Aim of the task -
Can you extract, unchanged, every line of the listing below from the line containing "Detect woman with ponytail in this photo." through the end of the listing, both ends included?
————————
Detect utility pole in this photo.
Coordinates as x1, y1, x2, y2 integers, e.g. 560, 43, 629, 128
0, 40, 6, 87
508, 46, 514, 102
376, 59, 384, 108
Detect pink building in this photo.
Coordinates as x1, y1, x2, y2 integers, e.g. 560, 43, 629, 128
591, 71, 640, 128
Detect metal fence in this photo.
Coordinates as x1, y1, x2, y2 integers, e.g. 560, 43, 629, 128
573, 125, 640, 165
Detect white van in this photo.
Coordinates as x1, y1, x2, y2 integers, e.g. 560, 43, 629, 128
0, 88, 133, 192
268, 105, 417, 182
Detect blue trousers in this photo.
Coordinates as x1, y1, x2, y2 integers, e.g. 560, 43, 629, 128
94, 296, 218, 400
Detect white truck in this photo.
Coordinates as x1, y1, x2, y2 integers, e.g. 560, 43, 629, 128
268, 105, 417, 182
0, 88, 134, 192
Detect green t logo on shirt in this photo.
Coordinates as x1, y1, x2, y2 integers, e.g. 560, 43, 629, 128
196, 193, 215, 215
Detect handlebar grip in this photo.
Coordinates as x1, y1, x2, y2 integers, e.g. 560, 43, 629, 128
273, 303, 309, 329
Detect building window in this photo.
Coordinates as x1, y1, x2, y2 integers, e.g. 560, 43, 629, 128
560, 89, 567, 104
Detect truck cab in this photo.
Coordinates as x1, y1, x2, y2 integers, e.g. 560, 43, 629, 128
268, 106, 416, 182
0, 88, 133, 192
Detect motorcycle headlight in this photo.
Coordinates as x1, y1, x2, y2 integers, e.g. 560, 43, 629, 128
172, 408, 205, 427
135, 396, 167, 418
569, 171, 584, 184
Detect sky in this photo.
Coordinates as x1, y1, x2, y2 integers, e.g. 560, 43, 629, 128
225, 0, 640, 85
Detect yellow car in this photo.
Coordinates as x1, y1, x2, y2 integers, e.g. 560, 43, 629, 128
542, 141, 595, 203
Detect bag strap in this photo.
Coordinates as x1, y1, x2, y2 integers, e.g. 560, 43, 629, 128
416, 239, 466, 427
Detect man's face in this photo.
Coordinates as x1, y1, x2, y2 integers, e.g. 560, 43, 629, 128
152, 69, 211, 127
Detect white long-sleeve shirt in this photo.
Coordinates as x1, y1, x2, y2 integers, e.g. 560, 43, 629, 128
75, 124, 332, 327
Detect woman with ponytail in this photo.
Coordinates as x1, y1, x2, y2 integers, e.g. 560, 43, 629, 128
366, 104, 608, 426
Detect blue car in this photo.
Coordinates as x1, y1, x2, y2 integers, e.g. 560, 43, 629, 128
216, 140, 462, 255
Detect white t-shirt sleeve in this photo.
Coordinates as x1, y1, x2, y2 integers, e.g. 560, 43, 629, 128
————————
Result of the exercise -
Detect woman with ponytail in this photo.
Coordinates as x1, y1, x2, y2 integers, e.g. 560, 43, 629, 128
366, 104, 608, 426
Detect blue car in this photo.
Coordinates as x1, y1, x2, y2 integers, e.g. 560, 43, 629, 128
216, 140, 462, 255
Detect white t-shirt sleeve in this photo.
Coordinates as x1, y1, x2, y2 integers, e.g. 560, 43, 629, 128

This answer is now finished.